:: Information given
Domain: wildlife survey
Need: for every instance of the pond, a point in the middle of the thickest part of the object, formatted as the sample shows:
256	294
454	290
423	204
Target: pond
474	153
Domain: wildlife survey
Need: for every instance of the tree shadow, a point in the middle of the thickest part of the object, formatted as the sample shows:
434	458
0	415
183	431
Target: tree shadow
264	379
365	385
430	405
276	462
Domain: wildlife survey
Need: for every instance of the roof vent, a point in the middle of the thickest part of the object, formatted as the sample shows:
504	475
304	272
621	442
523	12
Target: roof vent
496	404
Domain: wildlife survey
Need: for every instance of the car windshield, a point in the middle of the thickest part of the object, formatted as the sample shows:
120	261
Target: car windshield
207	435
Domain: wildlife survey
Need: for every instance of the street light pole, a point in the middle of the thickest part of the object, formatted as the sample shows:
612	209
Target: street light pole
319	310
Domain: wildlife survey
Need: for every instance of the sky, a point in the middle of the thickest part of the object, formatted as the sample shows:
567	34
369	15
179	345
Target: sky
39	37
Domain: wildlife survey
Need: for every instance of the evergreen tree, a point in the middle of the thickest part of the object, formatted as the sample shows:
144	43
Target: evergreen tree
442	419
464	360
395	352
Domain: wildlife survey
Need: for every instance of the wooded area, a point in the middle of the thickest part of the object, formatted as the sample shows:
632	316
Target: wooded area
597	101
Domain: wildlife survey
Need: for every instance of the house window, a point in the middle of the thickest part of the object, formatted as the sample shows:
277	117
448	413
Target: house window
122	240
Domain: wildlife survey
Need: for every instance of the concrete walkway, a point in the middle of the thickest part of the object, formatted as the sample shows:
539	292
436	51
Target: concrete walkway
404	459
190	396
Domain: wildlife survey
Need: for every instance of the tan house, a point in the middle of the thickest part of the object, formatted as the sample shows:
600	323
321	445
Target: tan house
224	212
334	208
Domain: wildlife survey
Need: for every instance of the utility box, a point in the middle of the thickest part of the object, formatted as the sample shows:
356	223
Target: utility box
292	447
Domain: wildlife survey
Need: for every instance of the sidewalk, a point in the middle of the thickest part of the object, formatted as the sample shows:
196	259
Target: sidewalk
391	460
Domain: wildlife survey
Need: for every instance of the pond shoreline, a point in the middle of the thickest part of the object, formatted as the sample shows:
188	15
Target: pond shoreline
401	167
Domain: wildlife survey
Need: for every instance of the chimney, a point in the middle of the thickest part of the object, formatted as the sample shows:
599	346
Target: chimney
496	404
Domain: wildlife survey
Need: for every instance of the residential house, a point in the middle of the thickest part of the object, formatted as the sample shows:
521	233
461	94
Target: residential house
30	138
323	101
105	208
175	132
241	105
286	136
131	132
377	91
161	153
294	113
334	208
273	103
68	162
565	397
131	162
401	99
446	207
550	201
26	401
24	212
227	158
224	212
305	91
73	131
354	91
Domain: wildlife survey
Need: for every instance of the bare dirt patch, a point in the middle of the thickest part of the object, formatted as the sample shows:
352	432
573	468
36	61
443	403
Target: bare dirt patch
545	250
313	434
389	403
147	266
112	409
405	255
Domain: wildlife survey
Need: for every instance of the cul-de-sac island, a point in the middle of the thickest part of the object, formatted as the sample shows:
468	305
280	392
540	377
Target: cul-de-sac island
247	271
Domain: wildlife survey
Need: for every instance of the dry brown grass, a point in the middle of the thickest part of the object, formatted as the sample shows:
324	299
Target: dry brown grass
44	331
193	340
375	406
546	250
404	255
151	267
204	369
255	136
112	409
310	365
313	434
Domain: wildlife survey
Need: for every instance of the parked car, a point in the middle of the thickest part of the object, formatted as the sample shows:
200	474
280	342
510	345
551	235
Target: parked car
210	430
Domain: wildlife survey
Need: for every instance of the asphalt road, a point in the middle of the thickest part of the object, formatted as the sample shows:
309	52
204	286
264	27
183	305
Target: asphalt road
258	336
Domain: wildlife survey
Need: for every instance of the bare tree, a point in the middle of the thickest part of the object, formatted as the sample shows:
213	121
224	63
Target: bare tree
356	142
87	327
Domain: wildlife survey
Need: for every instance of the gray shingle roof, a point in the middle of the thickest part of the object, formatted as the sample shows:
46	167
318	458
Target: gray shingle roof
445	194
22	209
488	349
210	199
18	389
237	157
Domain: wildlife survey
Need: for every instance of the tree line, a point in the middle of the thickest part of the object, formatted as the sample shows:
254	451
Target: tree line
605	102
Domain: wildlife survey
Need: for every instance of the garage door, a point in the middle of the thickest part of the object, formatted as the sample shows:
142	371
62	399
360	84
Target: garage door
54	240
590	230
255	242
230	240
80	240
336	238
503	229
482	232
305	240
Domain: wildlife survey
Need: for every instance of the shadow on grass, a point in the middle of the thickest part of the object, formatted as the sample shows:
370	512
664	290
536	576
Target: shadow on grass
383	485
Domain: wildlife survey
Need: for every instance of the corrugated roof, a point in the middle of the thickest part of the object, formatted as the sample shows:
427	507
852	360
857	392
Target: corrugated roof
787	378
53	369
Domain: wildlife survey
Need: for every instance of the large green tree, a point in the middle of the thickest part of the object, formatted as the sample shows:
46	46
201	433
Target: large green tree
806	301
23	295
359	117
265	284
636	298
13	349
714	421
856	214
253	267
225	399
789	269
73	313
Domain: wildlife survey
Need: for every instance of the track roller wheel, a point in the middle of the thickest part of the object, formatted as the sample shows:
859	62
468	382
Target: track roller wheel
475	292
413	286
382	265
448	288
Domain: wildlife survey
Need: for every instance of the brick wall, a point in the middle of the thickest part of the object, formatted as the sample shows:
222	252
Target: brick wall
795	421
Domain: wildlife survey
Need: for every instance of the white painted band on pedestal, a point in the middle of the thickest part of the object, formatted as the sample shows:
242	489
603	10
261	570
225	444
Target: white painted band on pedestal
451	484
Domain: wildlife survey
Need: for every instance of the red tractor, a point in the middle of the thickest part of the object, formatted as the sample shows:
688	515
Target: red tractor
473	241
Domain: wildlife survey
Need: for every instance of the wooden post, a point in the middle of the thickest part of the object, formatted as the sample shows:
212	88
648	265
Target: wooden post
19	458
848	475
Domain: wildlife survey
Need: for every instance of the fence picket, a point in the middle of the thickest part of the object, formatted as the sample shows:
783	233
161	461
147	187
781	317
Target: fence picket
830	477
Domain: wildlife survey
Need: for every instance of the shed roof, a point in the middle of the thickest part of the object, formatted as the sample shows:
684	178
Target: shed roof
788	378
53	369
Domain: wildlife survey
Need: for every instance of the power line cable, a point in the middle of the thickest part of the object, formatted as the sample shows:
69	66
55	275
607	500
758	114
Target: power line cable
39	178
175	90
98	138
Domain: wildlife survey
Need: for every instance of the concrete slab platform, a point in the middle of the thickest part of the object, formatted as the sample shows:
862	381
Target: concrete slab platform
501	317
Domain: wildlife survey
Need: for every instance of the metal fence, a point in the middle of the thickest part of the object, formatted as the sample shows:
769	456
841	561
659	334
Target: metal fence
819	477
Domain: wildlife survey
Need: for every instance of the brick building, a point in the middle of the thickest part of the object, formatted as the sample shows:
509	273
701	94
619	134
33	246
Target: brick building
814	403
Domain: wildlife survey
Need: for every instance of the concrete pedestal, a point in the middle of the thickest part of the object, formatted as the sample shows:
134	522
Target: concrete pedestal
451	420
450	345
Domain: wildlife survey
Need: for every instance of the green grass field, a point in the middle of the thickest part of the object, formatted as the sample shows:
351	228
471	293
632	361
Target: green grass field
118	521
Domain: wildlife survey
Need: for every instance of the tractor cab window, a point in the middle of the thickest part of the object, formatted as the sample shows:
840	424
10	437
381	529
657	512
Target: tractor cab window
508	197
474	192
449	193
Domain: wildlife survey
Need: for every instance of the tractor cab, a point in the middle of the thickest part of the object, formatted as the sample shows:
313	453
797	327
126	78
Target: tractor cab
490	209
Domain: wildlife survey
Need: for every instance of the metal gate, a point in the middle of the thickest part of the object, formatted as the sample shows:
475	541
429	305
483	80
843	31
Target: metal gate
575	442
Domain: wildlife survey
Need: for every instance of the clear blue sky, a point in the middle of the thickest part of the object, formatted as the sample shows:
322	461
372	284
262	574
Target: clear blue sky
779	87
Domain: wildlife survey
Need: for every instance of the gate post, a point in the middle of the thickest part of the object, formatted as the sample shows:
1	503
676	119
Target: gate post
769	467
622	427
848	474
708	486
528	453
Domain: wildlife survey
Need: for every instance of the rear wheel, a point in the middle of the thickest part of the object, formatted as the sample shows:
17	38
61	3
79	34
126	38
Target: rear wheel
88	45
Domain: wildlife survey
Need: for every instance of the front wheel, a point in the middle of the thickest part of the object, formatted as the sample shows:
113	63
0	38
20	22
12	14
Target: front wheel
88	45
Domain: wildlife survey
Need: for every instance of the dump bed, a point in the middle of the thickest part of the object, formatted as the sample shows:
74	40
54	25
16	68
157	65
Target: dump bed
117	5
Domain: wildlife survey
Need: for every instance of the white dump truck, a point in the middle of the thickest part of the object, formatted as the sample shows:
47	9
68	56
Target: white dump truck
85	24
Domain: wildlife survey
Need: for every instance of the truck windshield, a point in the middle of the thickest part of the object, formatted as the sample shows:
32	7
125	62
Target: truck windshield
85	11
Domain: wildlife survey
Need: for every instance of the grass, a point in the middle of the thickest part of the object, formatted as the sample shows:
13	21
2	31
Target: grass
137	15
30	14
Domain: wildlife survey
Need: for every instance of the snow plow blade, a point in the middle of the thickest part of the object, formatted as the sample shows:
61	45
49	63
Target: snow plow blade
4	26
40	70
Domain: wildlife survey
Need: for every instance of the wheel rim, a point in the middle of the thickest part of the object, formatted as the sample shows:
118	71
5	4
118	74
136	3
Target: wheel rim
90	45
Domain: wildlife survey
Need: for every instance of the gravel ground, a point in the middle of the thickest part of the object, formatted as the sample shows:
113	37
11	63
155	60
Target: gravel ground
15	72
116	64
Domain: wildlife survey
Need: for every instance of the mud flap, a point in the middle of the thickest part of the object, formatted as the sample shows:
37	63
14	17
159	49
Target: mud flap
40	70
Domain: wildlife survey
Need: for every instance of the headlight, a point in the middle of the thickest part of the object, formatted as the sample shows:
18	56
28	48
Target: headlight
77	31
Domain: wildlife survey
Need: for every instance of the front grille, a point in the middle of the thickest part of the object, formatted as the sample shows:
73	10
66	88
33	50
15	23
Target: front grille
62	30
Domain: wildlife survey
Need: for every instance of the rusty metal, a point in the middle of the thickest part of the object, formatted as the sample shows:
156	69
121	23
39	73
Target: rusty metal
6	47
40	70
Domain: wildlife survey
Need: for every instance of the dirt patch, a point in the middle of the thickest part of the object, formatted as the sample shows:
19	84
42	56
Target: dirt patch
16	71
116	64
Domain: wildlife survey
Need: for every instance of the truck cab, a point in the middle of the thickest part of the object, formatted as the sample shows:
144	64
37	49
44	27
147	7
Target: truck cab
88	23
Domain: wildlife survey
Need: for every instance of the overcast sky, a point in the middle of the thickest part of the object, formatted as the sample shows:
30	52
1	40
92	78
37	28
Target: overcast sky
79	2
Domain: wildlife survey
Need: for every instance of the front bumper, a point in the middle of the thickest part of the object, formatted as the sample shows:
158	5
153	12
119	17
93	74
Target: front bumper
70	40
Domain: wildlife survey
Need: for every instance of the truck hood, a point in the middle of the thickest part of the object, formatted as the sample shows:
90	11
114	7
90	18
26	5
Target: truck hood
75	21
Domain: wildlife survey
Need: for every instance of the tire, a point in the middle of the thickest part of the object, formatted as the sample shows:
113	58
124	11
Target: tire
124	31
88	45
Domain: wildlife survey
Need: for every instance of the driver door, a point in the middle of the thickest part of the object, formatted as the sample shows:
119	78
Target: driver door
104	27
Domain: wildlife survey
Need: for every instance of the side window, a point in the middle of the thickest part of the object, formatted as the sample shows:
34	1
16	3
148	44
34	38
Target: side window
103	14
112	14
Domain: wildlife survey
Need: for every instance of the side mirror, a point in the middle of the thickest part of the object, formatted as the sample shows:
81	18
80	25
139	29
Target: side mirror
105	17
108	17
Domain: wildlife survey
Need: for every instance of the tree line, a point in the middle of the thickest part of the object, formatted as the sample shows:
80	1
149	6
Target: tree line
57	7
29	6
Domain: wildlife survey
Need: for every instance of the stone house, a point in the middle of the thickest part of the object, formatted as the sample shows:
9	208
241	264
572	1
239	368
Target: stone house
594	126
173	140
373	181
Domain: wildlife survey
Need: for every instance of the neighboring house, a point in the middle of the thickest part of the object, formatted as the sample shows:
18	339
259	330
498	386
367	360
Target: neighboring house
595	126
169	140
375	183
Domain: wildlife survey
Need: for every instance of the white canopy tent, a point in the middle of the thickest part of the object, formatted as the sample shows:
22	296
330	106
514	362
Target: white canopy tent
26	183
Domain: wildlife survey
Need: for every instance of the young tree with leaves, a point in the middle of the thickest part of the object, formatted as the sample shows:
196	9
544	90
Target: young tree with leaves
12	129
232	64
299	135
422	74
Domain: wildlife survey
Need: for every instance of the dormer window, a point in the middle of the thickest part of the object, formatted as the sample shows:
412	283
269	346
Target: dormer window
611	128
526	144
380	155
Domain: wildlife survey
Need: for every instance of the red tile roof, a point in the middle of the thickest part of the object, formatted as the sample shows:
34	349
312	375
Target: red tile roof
::::
Prompt> Check each line of the records for the string "tile" and state how many lines contain it. Give only the number.

Finished exercise> 2